И вот мы молча... смотрим друг другу в глаза, и для нас это больше многочасовых бесед. К слезам радости примешиваются чувства глубокой печали. Ведь самый факт моей реабилитации никак не может вернуть нам утраченные десять лет. Сознание этого только усиливает наше горе...» (13, 338).
Итак, в 1954 году, после смерти Сталина, Л.Треппер был реабилитирован. В 1957 году он получил разрешение выехать в Польшу. В 1970 году Л.Треппер попытался уехать в Израиль, но получил отказ. Впрочем, разрешили уехать его сыновьям — Мишелю, Пьеру и Эдгару.
К Л.Трепперу в Польшу дважды приезжал французский писатель Жиль Перро, который первым написал книгу о «Красной капелле». В Европе создавались «Комитеты Треппера», которые требовали разрешить тому покинуть Польшу.

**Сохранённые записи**
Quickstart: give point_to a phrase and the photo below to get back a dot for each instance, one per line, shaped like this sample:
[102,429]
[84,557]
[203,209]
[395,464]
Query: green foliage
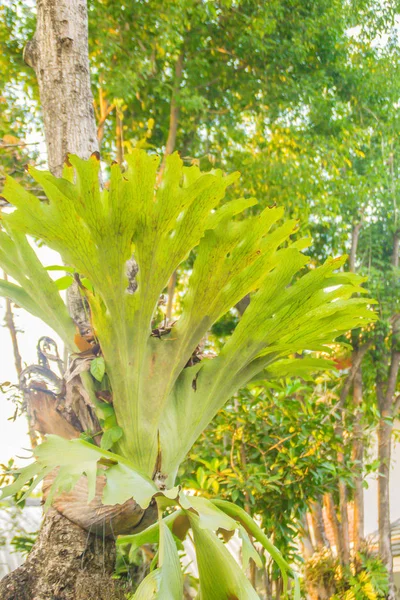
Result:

**Задания**
1 > Ответьте на вопросы по тексту о Л. Треппере:
(a) Что, согласно тексту, никак не может вернуть утраченные десять лет?
(b) В какую страну Л. Треппер попытался уехать в 1970 году?
(c) Кто дважды приезжал к Л. Трепперу в Польшу?
2 > Как будет выглядеть фрагмент текста о Л. Треппере, если начать со слов «К Л.Трепперу в», дойти до слов «тому покинуть Польшу.» и заменить в нём «французский писатель» на «писатель из Франции»? Приведите этот фрагмент целиком.
3 > Напишите продолжение текста о Л. Треппере, которое начинается сразу после его последнего предложения.

**Ответы к заданиям**
1 >
(a) Сам факт реабилитации.
(b) В Израиль.
(c) Французский писатель Жиль Перро.

2 >
К Л.Трепперу в Польшу дважды приезжал писатель из Франции Жиль Перро, который первым написал книгу о «Красной капелле». В Европе создавались «Комитеты Треппера», которые требовали разрешить тому покинуть Польшу.

3 >
В итоге в 1973 году Л.Треппер смог выехать с женой на лечение в Лондон, откуда бежал в Израиль. В 1975 году он издал на французском языке книгу своих воспоминаний «Большая игра». Книга была переведена на множество языков, включая китайский и иврит. На русский язык переведена в 1989 году.
Заключение
Каждый человек, кто нашел в себе силы прочитать приведенные нами свидетельства четырех узников ГУЛАГа, может сделать собственный вывод как об их достоверности, так и о степени «гуманности» советского государственного «аппарата принуждения».
Добавим лишь тезис, который сформулировал видный сталинский юрист, доктор государственных и общественных (юридических) наук (1935), академик АН СССР (1939), Прокурор СССР (1935–1939) А.Я. Вышинский (1883–1954): «Советский суд — этот ответственнейший орган пролетарской диктатуры — должен исходить и всегда исходит исключительно из соображений государственной и хозяйственной целесообразности» (5, 31).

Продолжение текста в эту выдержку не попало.